▶ [OBJECTIVE] Rewrite all of the items below, substituting "partly outside the frame" for every occurrence of "cut off by the frame" and leaving everything else unchanged. Leave the pictures out of your answer.

Image object location entries:
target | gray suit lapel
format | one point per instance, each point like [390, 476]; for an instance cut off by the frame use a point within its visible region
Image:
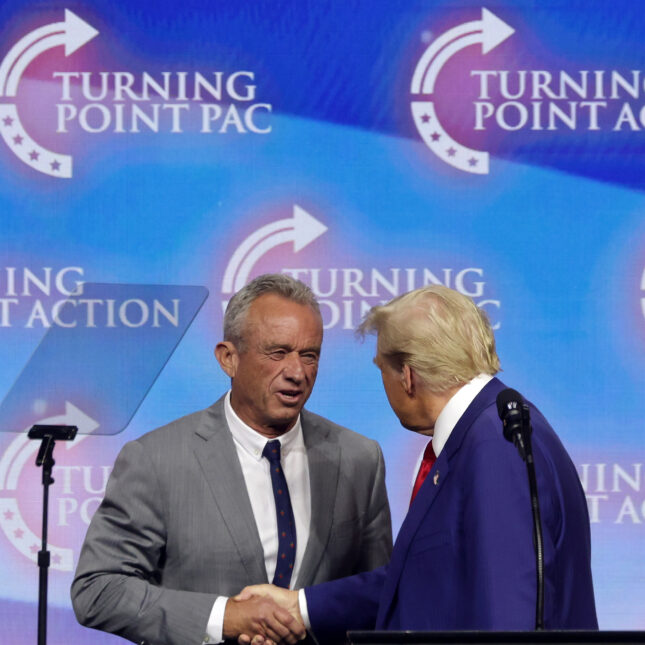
[217, 457]
[323, 456]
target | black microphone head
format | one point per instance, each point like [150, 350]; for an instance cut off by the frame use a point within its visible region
[507, 400]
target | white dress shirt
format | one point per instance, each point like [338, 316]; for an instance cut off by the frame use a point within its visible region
[249, 445]
[443, 427]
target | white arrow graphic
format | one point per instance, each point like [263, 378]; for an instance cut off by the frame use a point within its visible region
[490, 31]
[73, 33]
[13, 460]
[301, 229]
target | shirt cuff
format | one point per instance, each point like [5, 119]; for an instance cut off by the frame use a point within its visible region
[302, 605]
[215, 625]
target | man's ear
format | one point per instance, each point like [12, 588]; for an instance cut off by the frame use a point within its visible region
[227, 356]
[408, 380]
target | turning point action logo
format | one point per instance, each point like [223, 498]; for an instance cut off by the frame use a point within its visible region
[344, 293]
[73, 33]
[522, 102]
[94, 102]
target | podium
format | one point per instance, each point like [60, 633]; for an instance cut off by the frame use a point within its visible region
[503, 638]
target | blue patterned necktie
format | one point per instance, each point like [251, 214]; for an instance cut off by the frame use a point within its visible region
[284, 514]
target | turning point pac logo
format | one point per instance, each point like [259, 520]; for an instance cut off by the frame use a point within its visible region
[72, 33]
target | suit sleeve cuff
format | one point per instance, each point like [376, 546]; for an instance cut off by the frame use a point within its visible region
[302, 605]
[215, 625]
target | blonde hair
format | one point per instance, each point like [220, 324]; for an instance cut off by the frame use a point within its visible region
[438, 332]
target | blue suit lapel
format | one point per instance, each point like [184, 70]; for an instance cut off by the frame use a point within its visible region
[436, 479]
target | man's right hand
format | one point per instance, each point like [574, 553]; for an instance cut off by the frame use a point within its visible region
[256, 615]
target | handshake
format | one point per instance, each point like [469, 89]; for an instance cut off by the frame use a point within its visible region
[264, 615]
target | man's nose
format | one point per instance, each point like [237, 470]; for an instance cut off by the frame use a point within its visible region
[293, 368]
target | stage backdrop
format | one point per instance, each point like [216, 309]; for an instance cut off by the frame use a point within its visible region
[161, 149]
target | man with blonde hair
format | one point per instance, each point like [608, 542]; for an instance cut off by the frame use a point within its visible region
[464, 558]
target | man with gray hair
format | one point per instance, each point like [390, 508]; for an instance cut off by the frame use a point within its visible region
[252, 489]
[463, 559]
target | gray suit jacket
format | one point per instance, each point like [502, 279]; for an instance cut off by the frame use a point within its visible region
[176, 528]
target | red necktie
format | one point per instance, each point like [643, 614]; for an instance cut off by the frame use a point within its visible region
[426, 466]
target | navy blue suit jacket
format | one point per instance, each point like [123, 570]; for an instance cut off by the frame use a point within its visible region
[464, 556]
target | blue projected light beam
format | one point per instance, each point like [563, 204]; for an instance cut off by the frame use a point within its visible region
[101, 356]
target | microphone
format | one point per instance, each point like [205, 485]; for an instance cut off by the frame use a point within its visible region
[514, 413]
[515, 416]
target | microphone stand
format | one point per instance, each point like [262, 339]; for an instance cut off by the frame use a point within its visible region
[522, 439]
[48, 434]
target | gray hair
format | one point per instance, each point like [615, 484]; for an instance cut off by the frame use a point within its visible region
[275, 283]
[438, 332]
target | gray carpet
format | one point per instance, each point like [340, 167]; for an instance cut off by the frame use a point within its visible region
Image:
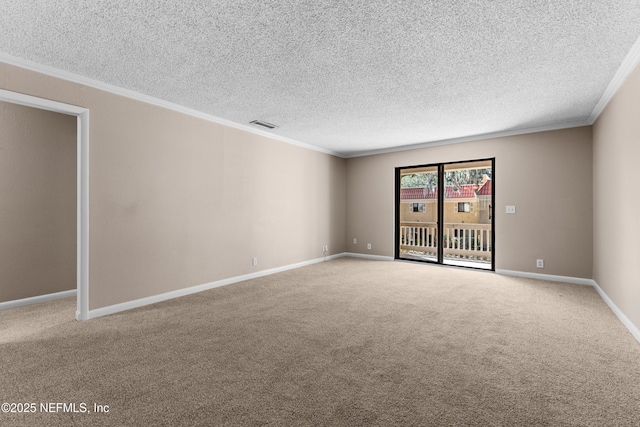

▶ [RIGHT ANSWER]
target | gray suit lapel
format | one point per instance, each point like [390, 476]; for an instance partly outside the frame use a point within its visible region
Image:
[217, 457]
[323, 456]
target | black microphone head
format | one point per instance, each point like [150, 350]; for an instance partly outside the frame use a point within its visible region
[507, 400]
target | white dress shirt
format | one point per instance, each point like [338, 316]; for an instance partly outside the frame use a point within its visible region
[249, 445]
[443, 427]
target | white arrow graphic
format | one point per instance, each point like [263, 378]; for an instance partly outside the frame use a point within its visible region
[490, 31]
[73, 33]
[13, 460]
[301, 229]
target | shirt cuff
format | one point per instance, each point like [5, 119]; for an instance partly outside the frame use a point within its visible region
[302, 605]
[215, 625]
target | man's ear
format | one point per instance, each point like [12, 588]; for an instance partly outside the frame use a point within its visible region
[227, 356]
[408, 380]
target | turning point action logo
format | one point per instance, each point like [223, 498]; for an instance partly outside the frame use a point within its visible region
[344, 293]
[73, 33]
[522, 102]
[94, 102]
target | podium
format | one point per instance, each point like [60, 633]; for an instance partly outside the frame use a point within its visible region
[503, 638]
target | blue patterned necktie
format | one point per instance, each point like [251, 214]; for an instance partly outside the frame use a point within its visible region
[284, 514]
target | turning point pac logo
format | one point per instance, each point like [259, 520]; for an instance partly outside the frame use a point within its visible region
[72, 33]
target | suit sleeve cuff
format | one point per instance, each point like [376, 546]; for an instance partly outside the frame use a point within its visible region
[302, 605]
[215, 625]
target | blonde hair
format | one point per instance, each point like [220, 324]; for an instance partly outside the frame use a point within its visible region
[438, 332]
target | blue suit lapel
format | one point per instance, each point like [184, 70]; for an instance partly outside the frame use a point within its visible region
[436, 479]
target | man's right hand
format | one point per instance, each point like [574, 553]; for an instance partly outside the frame use a point within its visible region
[256, 615]
target | handshake
format | one point per instance, each point like [469, 89]; for an instance partly outside the frame use a point within its visible region
[264, 615]
target | man's nose
format | one point per instance, each point like [237, 470]; for an instance partly outside the frame use a point within its visible region
[293, 368]
target | stage backdrop
format | one point per instance, each point like [216, 309]; for an instance partly outside the frame use a point within its visible region
[161, 149]
target | man with blonde hair
format | one point per instance, each point like [608, 542]; for an instance partly outside the frame use a point within its visible region
[464, 558]
target | man with gray hair
format | one point per instance, each point like [390, 508]; for an instance partly outside the frame use a point within its visible region
[252, 489]
[463, 559]
target | gray suit jacket
format | one point per instance, each point like [502, 279]; for an instance partly outside the frame use a point within its visible region
[176, 528]
target | red necktie
format | one point per instance, each point like [643, 614]; for an instance partly outside the frame use a point within its visible region
[426, 466]
target | navy blue suit jacket
format | one point per instance, each point like [123, 570]; for an instance partly outside the frame use a point within its visible region
[464, 556]
target | blue projected light beam
format | one point per instance, each point like [563, 204]; for an instance partly outside the frame use a point within its visible region
[101, 356]
target | microphone
format | one point per instance, each point like [205, 485]; for an instance partly outside the frame use a point within its visible region
[514, 413]
[515, 416]
target | microphone stand
format | one point per instance, each point like [262, 339]; for an instance partly outside the frame use a point within its visible region
[522, 439]
[48, 434]
target | gray hair
format | one point per instance, each point like [615, 484]; for an instance partly outside the frame use a point within its visible region
[275, 283]
[438, 332]
target | gray carpet
format | one point per instance, each point like [340, 167]; for an instance partly outside the frame use a point within its visible region
Image:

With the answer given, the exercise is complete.